- **Collection entries**
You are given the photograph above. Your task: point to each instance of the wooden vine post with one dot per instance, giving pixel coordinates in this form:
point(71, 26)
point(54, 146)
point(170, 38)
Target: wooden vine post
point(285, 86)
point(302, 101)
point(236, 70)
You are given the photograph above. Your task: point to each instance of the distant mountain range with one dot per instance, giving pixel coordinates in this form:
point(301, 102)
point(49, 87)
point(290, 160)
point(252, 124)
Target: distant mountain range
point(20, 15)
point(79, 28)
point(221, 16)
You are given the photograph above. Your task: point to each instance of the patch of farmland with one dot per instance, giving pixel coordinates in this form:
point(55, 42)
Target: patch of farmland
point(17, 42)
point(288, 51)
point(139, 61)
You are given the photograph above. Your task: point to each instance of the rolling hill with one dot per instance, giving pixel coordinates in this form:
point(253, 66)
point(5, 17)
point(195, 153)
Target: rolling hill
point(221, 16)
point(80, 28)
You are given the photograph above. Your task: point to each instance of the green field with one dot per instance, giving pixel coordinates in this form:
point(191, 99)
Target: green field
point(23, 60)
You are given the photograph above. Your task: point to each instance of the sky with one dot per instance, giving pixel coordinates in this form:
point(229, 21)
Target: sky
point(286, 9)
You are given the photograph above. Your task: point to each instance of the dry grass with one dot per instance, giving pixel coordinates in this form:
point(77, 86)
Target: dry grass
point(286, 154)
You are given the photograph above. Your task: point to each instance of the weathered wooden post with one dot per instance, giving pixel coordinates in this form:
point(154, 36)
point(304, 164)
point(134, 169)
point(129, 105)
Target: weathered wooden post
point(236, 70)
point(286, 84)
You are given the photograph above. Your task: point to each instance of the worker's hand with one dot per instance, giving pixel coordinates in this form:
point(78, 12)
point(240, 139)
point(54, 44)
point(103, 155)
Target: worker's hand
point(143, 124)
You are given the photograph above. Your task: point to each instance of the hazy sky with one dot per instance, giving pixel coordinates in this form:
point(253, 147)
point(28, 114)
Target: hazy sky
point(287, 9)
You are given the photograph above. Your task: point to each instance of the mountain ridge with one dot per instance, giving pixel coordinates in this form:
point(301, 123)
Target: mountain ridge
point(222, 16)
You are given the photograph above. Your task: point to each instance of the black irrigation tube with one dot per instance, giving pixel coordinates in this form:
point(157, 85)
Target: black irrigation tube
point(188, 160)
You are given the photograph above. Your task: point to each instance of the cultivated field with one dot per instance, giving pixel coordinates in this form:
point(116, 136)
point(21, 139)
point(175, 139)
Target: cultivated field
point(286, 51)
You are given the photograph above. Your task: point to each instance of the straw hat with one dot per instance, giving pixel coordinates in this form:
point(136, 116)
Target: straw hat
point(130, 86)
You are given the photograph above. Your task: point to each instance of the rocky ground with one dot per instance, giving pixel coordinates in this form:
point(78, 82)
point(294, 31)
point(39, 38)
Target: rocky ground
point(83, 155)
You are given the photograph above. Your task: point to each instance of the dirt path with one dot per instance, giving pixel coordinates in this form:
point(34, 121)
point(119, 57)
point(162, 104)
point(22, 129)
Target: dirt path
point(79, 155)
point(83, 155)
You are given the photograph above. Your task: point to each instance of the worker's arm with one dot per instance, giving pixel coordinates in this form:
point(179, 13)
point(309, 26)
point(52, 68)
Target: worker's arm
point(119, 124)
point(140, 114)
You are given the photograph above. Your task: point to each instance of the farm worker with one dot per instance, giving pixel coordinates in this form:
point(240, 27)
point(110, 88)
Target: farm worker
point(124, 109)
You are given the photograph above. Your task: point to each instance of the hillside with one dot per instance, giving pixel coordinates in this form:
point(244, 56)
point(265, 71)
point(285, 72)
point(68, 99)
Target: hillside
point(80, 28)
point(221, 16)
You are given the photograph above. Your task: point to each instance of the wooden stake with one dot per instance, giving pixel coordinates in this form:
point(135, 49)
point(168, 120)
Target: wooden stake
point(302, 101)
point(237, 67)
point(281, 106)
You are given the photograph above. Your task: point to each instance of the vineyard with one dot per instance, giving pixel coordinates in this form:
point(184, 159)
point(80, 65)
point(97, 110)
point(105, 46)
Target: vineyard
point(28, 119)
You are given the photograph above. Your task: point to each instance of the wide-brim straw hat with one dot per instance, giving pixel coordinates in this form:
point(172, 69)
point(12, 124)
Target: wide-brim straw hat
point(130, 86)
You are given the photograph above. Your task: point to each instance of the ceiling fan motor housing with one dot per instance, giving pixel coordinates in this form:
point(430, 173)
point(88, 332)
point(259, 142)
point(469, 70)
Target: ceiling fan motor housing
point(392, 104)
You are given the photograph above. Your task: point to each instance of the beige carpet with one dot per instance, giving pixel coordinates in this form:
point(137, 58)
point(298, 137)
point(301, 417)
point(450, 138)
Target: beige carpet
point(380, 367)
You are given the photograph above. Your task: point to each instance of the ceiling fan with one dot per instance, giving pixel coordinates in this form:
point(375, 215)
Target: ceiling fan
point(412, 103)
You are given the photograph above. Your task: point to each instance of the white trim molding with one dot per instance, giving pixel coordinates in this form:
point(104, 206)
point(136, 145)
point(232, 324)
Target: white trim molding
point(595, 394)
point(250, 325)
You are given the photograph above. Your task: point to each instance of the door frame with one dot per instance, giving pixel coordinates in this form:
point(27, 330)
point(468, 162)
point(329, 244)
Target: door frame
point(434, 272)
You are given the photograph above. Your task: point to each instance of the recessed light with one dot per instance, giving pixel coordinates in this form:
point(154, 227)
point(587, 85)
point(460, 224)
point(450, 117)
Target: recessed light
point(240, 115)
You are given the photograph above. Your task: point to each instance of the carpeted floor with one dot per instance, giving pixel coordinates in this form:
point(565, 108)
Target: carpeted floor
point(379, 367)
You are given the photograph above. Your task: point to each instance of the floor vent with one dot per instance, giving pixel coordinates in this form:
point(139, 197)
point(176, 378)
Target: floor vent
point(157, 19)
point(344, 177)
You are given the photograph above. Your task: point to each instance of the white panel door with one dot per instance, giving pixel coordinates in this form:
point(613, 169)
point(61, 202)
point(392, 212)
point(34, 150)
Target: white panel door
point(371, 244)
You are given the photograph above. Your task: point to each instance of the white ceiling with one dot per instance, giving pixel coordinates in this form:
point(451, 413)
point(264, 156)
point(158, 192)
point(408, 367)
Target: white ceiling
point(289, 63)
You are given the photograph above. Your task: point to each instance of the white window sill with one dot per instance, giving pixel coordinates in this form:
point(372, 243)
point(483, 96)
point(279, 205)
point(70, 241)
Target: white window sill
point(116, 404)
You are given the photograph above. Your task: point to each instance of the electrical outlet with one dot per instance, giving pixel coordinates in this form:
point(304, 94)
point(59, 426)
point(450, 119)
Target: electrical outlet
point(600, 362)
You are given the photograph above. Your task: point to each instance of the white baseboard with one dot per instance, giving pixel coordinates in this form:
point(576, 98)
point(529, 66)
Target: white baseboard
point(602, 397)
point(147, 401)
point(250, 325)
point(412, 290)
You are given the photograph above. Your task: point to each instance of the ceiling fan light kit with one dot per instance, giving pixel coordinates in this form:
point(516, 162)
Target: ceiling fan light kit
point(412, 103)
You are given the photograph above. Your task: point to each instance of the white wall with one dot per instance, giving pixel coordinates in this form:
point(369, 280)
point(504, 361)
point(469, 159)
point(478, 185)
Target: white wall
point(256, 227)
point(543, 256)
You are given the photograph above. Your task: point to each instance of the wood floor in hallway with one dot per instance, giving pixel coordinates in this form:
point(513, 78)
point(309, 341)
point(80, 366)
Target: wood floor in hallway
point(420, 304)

- **Goal**
Print the lines of the records above, from the line containing "of the patch" up to and including the line containing "point(286, 154)", exactly as they appear.

- **Expected output**
You are given the photograph above. Your task: point to each instance of the patch of farmland with one dot per instance, giving pixel coordinates in this form:
point(55, 42)
Target: patch of farmland
point(17, 42)
point(288, 51)
point(139, 61)
You are given the photograph above. Your task: point to each instance of the rolling hill with one dot per instance, giving pixel coordinates in this form:
point(253, 66)
point(5, 17)
point(195, 153)
Target: rolling hill
point(221, 16)
point(80, 28)
You are given the photograph above. Your task: point to each instance of the green field with one dot per instance, giving pixel coordinates in this form:
point(191, 99)
Target: green field
point(23, 60)
You are given the photograph above. Your task: point to each instance of the sky with one dot per instance, giving pixel coordinates in this form:
point(229, 21)
Target: sky
point(286, 9)
You are given the photograph above. Your task: point to each instance of the dry grass with one dot per instance, giving pixel coordinates in this form:
point(77, 86)
Target: dry grass
point(286, 154)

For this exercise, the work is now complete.